§ **Your goal**
Swap "top-left corner" for "upper-left corner" in each of the entries below, keeping everything else the same. Leave the pictures out of your version.

====== Entries supplied ======

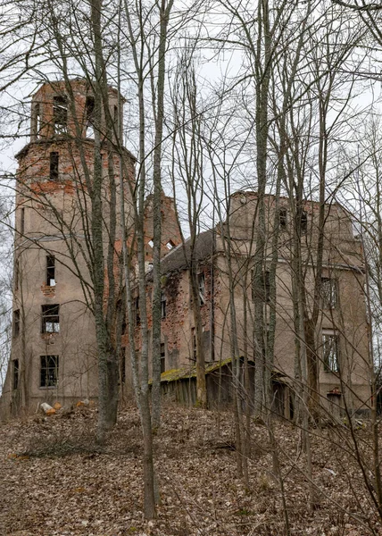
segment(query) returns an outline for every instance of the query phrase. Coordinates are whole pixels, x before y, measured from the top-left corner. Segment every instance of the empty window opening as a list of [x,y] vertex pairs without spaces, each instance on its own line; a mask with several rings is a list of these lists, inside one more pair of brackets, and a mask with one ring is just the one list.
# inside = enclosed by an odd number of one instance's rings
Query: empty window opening
[[171,249],[173,249],[175,247],[175,244],[172,240],[169,240],[166,244],[166,247],[167,249],[169,249],[169,251],[170,251]]
[[20,309],[13,311],[13,337],[20,335]]
[[121,383],[125,383],[126,382],[126,348],[122,347],[120,348],[120,382]]
[[60,306],[41,306],[42,333],[60,332]]
[[141,314],[139,309],[139,296],[134,299],[134,316],[136,320],[136,326],[139,325],[141,322]]
[[21,214],[20,218],[20,232],[21,234],[24,234],[25,231],[25,208],[21,208]]
[[197,285],[198,285],[198,289],[199,289],[200,305],[203,306],[205,303],[205,284],[204,284],[204,274],[203,273],[198,273]]
[[58,356],[40,356],[40,387],[58,384]]
[[161,317],[166,318],[167,314],[167,297],[165,292],[161,292]]
[[261,301],[269,303],[270,301],[270,272],[265,270],[261,274],[260,281],[261,287],[256,287],[255,283],[255,271],[252,271],[252,299],[254,301],[256,298]]
[[118,136],[118,123],[119,123],[119,117],[118,117],[118,106],[114,106],[114,129],[115,131],[117,132],[117,136]]
[[331,392],[327,394],[327,398],[328,402],[328,410],[329,414],[336,419],[339,419],[341,417],[341,393],[340,392]]
[[19,360],[18,359],[14,359],[14,361],[12,362],[12,384],[13,384],[13,389],[16,389],[19,387],[19,373],[20,373],[20,369],[19,369]]
[[338,337],[336,333],[322,335],[322,360],[326,373],[339,372]]
[[328,277],[321,278],[321,297],[324,309],[336,307],[338,299],[336,280]]
[[20,285],[20,261],[16,261],[14,265],[14,289],[19,290]]
[[40,114],[40,105],[39,103],[34,103],[32,105],[32,116],[30,125],[30,137],[32,141],[37,139],[41,130],[41,114]]
[[164,342],[161,342],[161,374],[166,370],[166,348]]
[[286,229],[287,210],[284,206],[278,210],[278,223],[281,230]]
[[53,120],[54,134],[66,134],[68,128],[68,99],[63,95],[54,96]]
[[301,213],[300,230],[302,234],[305,234],[308,230],[308,214],[304,210]]
[[59,162],[59,155],[55,151],[52,152],[49,155],[49,180],[58,180],[58,162]]
[[87,96],[86,104],[85,104],[85,113],[86,113],[86,125],[87,125],[87,138],[94,138],[94,120],[95,120],[95,97],[94,96]]
[[55,257],[53,255],[46,255],[46,285],[55,286]]
[[192,328],[191,330],[191,342],[192,342],[192,356],[191,359],[196,361],[197,357],[197,345],[196,345],[196,330]]
[[263,272],[262,281],[264,285],[264,301],[269,303],[270,301],[270,272],[268,270]]
[[126,317],[126,311],[123,311],[123,314],[122,314],[122,325],[121,325],[121,333],[122,335],[125,335],[126,331],[128,331],[128,321],[127,321],[127,317]]

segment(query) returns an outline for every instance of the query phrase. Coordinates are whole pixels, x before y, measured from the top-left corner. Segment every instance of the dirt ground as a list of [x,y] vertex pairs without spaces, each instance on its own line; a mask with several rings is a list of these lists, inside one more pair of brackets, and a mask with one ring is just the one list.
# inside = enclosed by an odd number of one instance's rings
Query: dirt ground
[[[107,446],[94,441],[96,409],[61,410],[0,427],[0,535],[362,536],[382,534],[376,505],[344,427],[311,432],[314,509],[301,432],[275,424],[286,507],[263,425],[251,427],[249,486],[237,477],[230,414],[163,408],[155,438],[162,504],[143,516],[137,409],[120,412]],[[370,429],[355,432],[371,492]]]

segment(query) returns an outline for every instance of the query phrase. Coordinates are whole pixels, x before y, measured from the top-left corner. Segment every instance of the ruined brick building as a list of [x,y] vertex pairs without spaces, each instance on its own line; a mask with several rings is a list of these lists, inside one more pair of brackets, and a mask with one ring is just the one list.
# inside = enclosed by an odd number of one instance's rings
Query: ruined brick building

======

§ **Full output**
segment(query) returns an outline for every instance of the query phrase. Coordinates are whole pixels, x before y, measured from the upper-left corner. Segment every instance of the empty window opening as a list of [x,y] vertex pairs without spaces, each instance on its own line; a mask with several rings is a list of these lists, inside one more pair of brackets, and a mask with one ring is just the one list.
# inside = enclosed by an odd number of one instance's rings
Query: empty window opening
[[171,249],[173,249],[175,247],[175,244],[172,240],[169,240],[166,244],[166,247],[167,249],[169,249],[169,251],[170,251]]
[[20,309],[13,311],[13,337],[20,335]]
[[121,383],[125,383],[126,382],[126,348],[122,347],[120,348],[120,382]]
[[60,306],[41,306],[42,333],[60,332]]
[[141,314],[139,309],[139,296],[134,299],[134,316],[136,320],[136,326],[139,325],[141,322]]
[[21,214],[20,218],[20,232],[21,234],[24,234],[25,231],[25,208],[21,208]]
[[197,285],[198,285],[198,289],[199,289],[200,305],[203,306],[205,303],[205,284],[204,284],[204,274],[203,273],[198,273]]
[[58,356],[40,356],[40,387],[58,384]]
[[161,317],[166,318],[167,314],[167,297],[165,292],[161,292]]
[[261,301],[269,303],[270,301],[270,272],[265,270],[261,274],[260,281],[261,287],[256,287],[255,283],[255,271],[252,271],[252,299],[254,301],[256,298]]
[[118,136],[118,123],[119,123],[119,117],[118,117],[118,106],[114,106],[114,129],[115,131],[117,132],[117,136]]
[[331,392],[327,394],[327,398],[328,402],[328,410],[329,414],[336,419],[339,419],[341,417],[341,393],[340,392]]
[[19,360],[18,359],[14,359],[14,361],[12,362],[12,384],[13,384],[13,389],[16,389],[19,387],[19,373],[20,373],[20,369],[19,369]]
[[338,337],[336,333],[322,335],[322,360],[326,373],[339,372]]
[[328,277],[321,278],[321,297],[324,309],[336,307],[338,299],[336,280]]
[[20,285],[20,261],[16,261],[14,265],[14,289],[19,290]]
[[40,114],[40,105],[39,103],[34,103],[32,105],[32,116],[30,125],[30,137],[32,141],[37,139],[41,130],[41,114]]
[[164,342],[161,342],[161,374],[166,370],[166,348]]
[[286,229],[287,210],[284,206],[278,210],[278,223],[281,230]]
[[53,120],[54,134],[66,134],[68,128],[68,99],[63,95],[54,96]]
[[301,213],[300,230],[302,234],[305,234],[308,230],[308,214],[304,210]]
[[59,162],[59,155],[55,151],[52,152],[49,155],[49,180],[58,180],[58,162]]
[[87,96],[86,104],[85,104],[85,113],[86,113],[86,125],[87,125],[87,138],[94,138],[94,120],[95,120],[95,97],[94,96]]
[[55,257],[53,255],[46,255],[46,285],[55,286]]
[[192,328],[191,330],[191,342],[192,342],[192,356],[191,359],[196,361],[197,357],[197,345],[196,345],[196,330]]
[[263,272],[262,281],[264,285],[264,301],[269,303],[270,301],[270,272],[268,270]]
[[126,317],[126,311],[123,311],[123,314],[122,314],[122,325],[121,325],[121,333],[122,335],[125,335],[126,331],[128,331],[128,321],[127,321],[127,317]]

segment(query) returns an outline for every instance of the query phrase. Coordinates are whole pixels, x before y, measured from the upper-left corner. Segment every instance of the dirt ground as a list of [x,y] vertex pairs without spaces, each instance on its own line; a mask with several rings is a list of these lists, inside one more pair of brackets, and a mask with one ring is just the one list.
# inside = enclosed by an odd number of one instance's rings
Query: dirt ground
[[[107,446],[94,441],[96,409],[61,410],[0,427],[0,535],[362,536],[382,534],[376,505],[344,427],[311,432],[314,509],[301,432],[275,424],[286,507],[263,425],[251,427],[249,486],[237,477],[230,414],[163,408],[155,438],[162,504],[143,516],[137,409],[120,412]],[[370,429],[355,432],[371,492]]]

segment(query) returns an outline for every instance of the query phrase. Coordinates are whole pixels, x before y, measured from the upper-left corner. Segment every instance of the ruined brick building as a list of [x,y] vertex pairs without spaces, each instance on its own line; a mask with several rings is a list of these lists, inside one more pair of brackets, and a mask with one ring is just the one list.
# inside = enclosed by an odd number of one instance's rings
Query: ruined brick building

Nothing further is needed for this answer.